- TASK
In the passage on mainstream music, what has kept the music industry from being a complete wasteland, according to the writer?

- PROVIDED PASSAGE
Here are possible (or probable) causes:

 •  Mainstream music sucks. Sure, the Billboard pop charts have been dominated by shitty artists for 50-plus years, but there has almost always been at least one or two worthy bands to bust through the clutter and prevent the music industry from being a complete wasteland. Has anyone done that lately?

 •  The Demise of Rock ‘n’ Roll. This ties in directly to the previous point. Sure, there’s still a sizable percentage of popular bands that could be classified as “rock”, but when was the last time a new rock group came along and turned music fandom on it’s collective ear? Where are the revolutionaries, the rebels, the ones who break new ground and spit in the face of convention? Where are the juggernauts who change the course of the industry? What has it been, 15 years since rock music has given us something different with Nirvana and the alternative movement?

Sadly, as a fan of rock music of all decades, I feel that the genre is slowly whimpering out. And what does that leave us with? Hip-hop, flacid pop bands and teeny-bopper bubble-gum dreck.

- Records of labeled points
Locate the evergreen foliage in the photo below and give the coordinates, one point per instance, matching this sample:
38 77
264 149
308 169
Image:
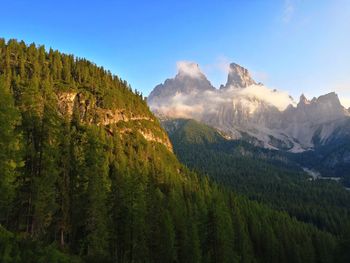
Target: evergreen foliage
75 190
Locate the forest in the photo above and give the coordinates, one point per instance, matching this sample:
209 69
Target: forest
77 188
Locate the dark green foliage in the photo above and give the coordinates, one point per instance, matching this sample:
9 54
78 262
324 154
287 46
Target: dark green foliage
263 175
75 185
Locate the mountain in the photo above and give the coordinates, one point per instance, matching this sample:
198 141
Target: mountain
238 77
252 112
87 174
270 176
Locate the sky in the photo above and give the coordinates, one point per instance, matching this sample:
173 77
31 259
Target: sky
299 46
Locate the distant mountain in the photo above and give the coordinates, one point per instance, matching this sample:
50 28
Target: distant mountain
270 176
87 174
238 77
246 110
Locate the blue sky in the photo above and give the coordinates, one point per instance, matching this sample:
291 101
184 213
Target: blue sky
302 46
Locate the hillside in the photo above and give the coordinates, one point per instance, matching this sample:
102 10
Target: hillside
87 174
271 177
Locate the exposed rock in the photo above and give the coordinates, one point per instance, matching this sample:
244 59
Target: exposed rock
243 112
66 102
239 77
85 107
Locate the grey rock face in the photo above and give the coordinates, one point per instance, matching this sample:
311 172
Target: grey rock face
184 83
239 77
242 114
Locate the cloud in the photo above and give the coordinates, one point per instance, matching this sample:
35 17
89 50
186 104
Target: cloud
279 99
189 68
198 104
288 10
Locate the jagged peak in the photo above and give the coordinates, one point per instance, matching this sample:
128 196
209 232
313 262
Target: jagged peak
189 69
238 77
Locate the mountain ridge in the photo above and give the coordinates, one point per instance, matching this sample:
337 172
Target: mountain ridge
270 117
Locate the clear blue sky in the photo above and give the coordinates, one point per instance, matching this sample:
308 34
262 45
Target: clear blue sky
294 45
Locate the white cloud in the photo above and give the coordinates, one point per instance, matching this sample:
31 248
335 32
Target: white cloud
279 99
197 105
189 68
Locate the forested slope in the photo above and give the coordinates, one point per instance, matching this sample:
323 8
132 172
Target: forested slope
271 177
88 175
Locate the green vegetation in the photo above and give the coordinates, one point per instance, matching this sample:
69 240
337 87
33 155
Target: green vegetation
75 190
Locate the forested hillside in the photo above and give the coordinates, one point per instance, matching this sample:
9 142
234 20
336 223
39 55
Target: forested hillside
264 175
88 175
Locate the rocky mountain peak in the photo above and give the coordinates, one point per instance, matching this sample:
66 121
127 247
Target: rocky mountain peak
303 100
239 77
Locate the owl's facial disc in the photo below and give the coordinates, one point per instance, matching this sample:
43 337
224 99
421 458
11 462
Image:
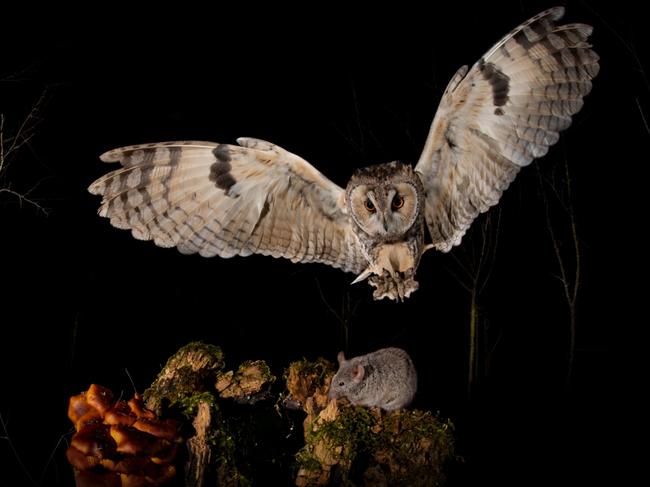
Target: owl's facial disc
385 211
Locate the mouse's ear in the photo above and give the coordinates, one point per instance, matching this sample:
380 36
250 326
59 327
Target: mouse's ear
359 372
341 358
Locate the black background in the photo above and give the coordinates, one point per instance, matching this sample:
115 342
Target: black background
83 302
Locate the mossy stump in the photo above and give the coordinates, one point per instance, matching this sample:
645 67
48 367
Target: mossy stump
192 384
348 445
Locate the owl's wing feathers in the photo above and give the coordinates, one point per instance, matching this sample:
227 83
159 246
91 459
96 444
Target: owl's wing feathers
500 115
219 199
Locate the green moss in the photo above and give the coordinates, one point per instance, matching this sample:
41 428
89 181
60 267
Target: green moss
318 370
188 406
262 366
191 370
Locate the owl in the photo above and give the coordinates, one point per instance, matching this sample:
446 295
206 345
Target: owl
255 197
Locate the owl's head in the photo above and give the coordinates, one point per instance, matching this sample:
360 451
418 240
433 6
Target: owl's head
385 200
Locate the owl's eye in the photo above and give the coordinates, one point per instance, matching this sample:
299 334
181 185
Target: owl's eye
398 202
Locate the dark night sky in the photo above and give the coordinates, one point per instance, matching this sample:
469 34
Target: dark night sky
83 302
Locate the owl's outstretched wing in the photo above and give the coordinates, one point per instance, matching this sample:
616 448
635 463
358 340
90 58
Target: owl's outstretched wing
507 110
219 199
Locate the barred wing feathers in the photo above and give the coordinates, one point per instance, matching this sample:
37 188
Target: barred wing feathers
226 200
500 115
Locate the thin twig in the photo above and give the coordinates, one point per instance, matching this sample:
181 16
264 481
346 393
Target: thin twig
645 122
5 436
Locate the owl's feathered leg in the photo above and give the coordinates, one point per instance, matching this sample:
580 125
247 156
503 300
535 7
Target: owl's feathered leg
396 287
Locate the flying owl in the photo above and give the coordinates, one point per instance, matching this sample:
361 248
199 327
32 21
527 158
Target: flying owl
255 197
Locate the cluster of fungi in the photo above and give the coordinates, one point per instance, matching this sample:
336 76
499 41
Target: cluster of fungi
120 443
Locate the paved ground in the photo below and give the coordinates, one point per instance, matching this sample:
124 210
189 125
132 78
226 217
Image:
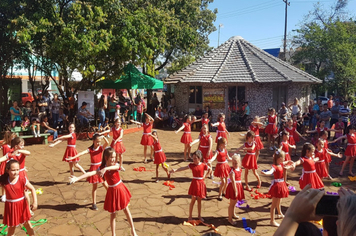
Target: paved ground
156 209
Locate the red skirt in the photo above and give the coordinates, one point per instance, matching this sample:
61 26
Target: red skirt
321 170
278 190
95 179
249 161
311 178
230 193
16 213
350 150
186 138
119 147
117 198
197 188
204 152
146 140
70 152
160 157
220 134
222 170
259 143
271 129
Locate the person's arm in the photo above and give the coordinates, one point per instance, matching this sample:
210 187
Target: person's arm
34 195
78 155
308 198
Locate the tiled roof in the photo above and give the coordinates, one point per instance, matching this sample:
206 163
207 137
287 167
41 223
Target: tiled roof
239 61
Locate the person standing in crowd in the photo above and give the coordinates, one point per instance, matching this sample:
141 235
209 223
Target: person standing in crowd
344 113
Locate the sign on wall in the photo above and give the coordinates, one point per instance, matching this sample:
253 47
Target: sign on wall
214 98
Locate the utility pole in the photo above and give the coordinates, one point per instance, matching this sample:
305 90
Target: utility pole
285 30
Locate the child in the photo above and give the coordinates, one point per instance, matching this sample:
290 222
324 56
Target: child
160 157
197 188
96 152
70 150
17 210
278 188
117 196
186 138
117 135
271 128
222 168
234 190
249 162
255 127
146 139
309 175
320 165
222 131
35 128
350 152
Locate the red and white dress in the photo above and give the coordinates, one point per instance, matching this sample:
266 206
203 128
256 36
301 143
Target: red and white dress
285 148
278 188
249 161
70 150
16 210
197 187
272 125
5 150
118 146
221 131
309 175
351 145
95 162
222 168
230 193
320 166
118 196
258 141
160 157
186 137
146 139
291 132
204 146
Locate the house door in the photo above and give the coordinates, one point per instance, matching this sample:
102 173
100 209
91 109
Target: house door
279 96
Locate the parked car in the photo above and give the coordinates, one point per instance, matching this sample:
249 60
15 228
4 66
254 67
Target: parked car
324 100
26 98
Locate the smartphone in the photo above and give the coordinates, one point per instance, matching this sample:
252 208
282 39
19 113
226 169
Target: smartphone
327 206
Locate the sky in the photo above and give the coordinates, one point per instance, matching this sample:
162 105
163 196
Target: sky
261 22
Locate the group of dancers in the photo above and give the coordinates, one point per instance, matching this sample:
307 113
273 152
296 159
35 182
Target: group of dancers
107 160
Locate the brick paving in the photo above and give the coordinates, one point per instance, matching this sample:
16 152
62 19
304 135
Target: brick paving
156 210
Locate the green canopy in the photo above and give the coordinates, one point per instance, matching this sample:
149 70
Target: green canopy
131 78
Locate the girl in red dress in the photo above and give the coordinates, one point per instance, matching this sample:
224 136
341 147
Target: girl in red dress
249 161
160 157
278 188
116 143
350 152
96 152
17 210
197 188
186 137
321 153
146 139
255 127
309 175
222 168
71 151
222 131
117 195
271 128
234 190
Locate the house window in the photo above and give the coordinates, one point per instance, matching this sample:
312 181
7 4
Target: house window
195 94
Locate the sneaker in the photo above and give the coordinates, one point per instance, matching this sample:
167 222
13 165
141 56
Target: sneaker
94 207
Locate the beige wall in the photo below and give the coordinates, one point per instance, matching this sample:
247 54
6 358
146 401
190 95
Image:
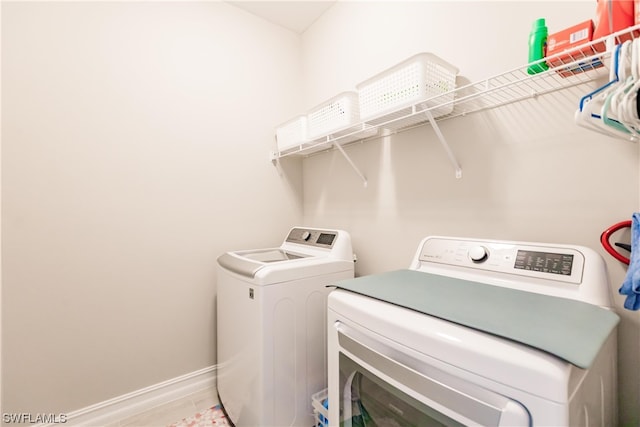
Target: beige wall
529 173
135 140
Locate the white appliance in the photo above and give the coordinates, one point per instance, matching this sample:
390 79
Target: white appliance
271 326
511 334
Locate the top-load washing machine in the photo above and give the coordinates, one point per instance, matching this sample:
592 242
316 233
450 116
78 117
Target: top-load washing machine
271 326
476 332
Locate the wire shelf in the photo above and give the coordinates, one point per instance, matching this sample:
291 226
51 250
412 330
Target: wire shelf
573 68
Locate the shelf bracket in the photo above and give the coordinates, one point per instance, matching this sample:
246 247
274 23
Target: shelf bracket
353 165
444 143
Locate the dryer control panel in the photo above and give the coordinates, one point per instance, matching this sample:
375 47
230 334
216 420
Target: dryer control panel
558 263
312 237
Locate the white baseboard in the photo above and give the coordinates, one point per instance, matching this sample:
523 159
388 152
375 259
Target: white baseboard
126 405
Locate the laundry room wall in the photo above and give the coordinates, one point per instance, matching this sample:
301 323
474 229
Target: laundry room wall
529 173
135 140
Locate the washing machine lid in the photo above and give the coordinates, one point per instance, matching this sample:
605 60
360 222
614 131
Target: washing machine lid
571 330
248 263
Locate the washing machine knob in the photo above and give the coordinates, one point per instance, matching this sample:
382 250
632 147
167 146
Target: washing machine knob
478 254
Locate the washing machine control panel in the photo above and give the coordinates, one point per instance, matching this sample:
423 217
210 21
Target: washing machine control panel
312 237
559 263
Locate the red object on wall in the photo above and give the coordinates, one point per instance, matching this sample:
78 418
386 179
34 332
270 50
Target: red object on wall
613 16
606 235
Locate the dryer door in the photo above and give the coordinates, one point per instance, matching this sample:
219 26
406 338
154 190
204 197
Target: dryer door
380 384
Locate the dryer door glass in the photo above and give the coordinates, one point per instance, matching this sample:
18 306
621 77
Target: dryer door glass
382 386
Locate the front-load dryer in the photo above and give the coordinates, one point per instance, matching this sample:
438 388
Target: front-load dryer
476 332
271 326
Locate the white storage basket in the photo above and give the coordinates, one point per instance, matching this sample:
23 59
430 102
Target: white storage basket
320 412
392 94
335 115
292 134
338 118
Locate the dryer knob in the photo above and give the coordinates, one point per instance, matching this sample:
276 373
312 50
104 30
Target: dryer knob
478 254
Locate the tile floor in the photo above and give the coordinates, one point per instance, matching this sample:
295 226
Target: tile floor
172 412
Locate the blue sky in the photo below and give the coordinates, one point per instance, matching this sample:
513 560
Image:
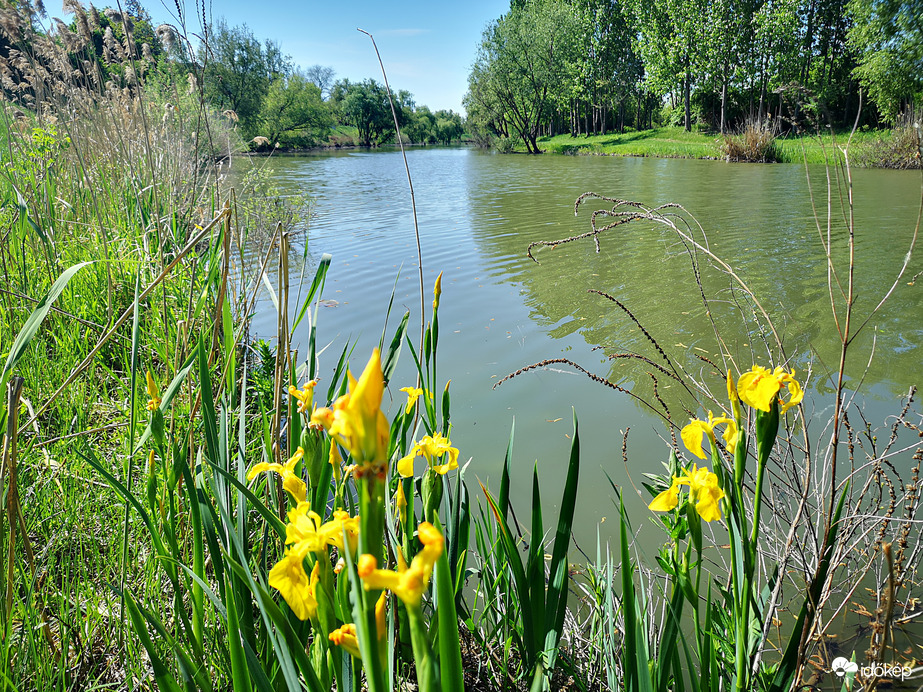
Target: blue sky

- THE REPLY
Even though shitty artists have dominated the Billboard pop charts for more than 50 years, there has almost always been at least one or two worthy bands that broke through the clutter. Those bands are what prevented the industry from becoming a complete wasteland.